• Aim of the exercise:
Going down the listing below, print exactly each line from the one with "query: the noun phrase to segment: tire" up to and including the one with "query: the noun phrase to segment: white", and skip the rest.

• Data shown:
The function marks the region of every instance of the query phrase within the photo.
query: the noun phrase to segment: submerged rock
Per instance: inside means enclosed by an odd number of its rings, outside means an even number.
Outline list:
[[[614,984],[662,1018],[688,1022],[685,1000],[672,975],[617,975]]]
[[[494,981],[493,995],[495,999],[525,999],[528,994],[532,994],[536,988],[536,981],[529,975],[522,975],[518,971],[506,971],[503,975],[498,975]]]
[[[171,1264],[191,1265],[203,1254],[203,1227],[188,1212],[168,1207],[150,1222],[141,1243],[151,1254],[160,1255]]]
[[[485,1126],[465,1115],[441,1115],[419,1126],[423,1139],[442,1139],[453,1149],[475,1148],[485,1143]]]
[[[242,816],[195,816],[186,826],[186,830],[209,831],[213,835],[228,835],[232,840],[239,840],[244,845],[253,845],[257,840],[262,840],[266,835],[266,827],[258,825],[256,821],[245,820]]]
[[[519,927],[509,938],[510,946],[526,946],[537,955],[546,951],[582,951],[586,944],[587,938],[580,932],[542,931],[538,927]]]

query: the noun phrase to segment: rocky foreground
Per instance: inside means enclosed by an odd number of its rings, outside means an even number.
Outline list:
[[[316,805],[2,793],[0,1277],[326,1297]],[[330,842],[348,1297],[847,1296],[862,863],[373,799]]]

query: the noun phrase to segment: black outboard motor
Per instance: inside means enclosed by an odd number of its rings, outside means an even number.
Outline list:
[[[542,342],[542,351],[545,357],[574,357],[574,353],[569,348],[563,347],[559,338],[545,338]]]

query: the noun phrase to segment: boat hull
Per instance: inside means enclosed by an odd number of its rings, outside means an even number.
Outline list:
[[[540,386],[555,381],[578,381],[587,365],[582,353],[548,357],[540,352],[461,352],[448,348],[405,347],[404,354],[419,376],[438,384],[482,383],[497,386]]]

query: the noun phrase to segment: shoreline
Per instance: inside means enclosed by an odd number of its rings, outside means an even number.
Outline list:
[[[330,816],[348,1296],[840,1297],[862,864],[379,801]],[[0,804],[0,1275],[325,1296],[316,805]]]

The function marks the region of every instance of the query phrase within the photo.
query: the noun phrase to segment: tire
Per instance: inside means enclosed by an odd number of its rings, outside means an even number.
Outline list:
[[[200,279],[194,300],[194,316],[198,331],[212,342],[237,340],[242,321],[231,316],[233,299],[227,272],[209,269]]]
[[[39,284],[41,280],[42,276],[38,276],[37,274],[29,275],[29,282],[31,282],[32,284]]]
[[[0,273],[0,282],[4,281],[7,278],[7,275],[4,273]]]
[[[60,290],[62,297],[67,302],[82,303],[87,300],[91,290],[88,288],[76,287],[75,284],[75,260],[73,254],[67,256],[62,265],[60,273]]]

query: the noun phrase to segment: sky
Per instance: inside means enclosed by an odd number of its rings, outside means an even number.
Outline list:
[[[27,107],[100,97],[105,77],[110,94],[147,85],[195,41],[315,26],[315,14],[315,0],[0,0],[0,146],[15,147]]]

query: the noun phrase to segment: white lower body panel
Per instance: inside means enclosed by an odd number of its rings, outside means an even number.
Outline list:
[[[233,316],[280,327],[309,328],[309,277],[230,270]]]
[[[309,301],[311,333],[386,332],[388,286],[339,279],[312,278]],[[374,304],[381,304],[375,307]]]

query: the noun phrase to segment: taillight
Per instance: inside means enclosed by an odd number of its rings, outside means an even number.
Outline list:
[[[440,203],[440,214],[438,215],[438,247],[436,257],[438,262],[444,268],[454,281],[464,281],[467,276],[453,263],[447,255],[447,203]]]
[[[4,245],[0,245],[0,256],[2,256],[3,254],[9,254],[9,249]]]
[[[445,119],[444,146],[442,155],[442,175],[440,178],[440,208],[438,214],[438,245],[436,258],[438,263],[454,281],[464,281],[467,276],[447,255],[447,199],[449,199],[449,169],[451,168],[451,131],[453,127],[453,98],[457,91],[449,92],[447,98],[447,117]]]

• Solution to the problem:
query: the noun phrase to segment: tire
Per instance: inside means enclosed by an odd number of its rings, outside means an even number.
Outline list:
[[[200,279],[194,300],[194,316],[198,331],[212,342],[237,340],[242,321],[231,316],[233,299],[227,272],[209,269]]]
[[[39,284],[41,280],[42,276],[38,276],[37,274],[29,275],[29,282],[31,282],[32,284]]]
[[[0,273],[0,282],[4,281],[7,278],[7,275],[4,273]]]
[[[60,290],[62,297],[67,302],[82,303],[87,300],[91,290],[88,288],[76,287],[75,284],[75,260],[73,254],[67,256],[62,265],[60,273]]]

query: the noun phrase to segment: sky
Per instance: inside means enclosed by an odd number of its rings, outside means an even number.
Outline list:
[[[27,107],[100,97],[105,77],[110,94],[147,85],[195,41],[315,26],[315,14],[315,0],[0,0],[0,146],[15,147]]]

query: the noun phrase to segment: white lower body panel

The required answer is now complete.